Yazılı talep -
Kayıtlarda "green" dizesini içeren her satırı ayıklayıp yazın. Büyük ve küçük harf farkı dikkate alınmalıdır.

Girdi kayıtları -
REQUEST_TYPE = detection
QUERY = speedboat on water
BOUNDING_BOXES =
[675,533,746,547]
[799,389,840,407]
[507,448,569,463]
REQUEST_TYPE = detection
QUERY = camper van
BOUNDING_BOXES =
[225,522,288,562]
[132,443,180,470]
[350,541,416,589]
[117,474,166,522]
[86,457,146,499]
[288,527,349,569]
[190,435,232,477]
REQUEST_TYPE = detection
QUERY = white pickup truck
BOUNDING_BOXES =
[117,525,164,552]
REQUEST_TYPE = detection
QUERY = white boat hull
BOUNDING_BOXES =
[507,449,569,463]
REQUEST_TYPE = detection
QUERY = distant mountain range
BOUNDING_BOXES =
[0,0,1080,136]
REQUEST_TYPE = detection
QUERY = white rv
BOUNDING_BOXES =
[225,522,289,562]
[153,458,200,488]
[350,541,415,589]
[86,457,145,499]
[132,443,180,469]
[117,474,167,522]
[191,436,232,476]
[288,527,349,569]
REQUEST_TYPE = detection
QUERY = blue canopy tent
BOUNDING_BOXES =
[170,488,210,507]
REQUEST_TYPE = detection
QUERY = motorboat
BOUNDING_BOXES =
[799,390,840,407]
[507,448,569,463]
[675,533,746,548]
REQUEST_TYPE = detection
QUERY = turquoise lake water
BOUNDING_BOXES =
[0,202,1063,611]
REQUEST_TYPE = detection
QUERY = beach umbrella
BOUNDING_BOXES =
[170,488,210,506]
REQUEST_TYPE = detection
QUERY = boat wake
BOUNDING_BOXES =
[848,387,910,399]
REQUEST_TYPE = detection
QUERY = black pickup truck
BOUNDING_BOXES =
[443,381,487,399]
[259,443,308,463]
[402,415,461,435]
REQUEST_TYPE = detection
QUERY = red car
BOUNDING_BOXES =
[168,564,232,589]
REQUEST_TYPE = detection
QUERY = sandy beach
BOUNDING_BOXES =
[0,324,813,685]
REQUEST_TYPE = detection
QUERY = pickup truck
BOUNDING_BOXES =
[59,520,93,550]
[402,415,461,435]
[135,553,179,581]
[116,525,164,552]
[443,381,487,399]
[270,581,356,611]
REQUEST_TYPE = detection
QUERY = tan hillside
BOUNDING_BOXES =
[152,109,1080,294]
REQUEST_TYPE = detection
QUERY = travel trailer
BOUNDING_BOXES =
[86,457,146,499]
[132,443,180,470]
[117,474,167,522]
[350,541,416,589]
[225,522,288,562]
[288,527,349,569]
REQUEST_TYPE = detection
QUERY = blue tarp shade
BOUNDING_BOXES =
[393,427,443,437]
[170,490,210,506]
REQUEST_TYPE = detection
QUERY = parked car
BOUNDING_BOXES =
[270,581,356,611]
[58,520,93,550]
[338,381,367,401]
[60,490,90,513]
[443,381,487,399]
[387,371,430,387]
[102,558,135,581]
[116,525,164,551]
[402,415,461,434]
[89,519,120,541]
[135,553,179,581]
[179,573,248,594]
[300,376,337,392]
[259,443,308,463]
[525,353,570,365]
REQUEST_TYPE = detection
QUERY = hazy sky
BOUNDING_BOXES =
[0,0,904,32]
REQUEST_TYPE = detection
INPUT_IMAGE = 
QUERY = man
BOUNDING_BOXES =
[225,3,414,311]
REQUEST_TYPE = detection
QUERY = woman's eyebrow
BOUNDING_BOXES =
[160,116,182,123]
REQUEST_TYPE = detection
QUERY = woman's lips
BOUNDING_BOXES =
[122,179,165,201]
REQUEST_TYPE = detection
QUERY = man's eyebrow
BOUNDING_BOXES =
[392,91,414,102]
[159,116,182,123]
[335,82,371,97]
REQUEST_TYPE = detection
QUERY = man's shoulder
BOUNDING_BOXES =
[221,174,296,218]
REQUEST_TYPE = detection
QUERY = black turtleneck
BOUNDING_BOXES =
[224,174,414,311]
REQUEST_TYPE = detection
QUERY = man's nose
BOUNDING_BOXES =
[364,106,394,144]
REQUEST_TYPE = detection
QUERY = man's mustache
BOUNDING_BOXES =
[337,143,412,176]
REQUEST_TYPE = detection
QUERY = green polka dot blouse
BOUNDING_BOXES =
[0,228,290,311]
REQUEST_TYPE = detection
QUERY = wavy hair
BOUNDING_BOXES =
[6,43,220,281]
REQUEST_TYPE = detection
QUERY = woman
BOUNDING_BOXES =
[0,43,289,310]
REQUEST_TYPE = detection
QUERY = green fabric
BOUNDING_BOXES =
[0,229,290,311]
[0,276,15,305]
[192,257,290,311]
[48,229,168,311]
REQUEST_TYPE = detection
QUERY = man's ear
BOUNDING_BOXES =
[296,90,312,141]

Alıştırma yanıtı -
QUERY = green polka dot blouse
QUERY = green fabric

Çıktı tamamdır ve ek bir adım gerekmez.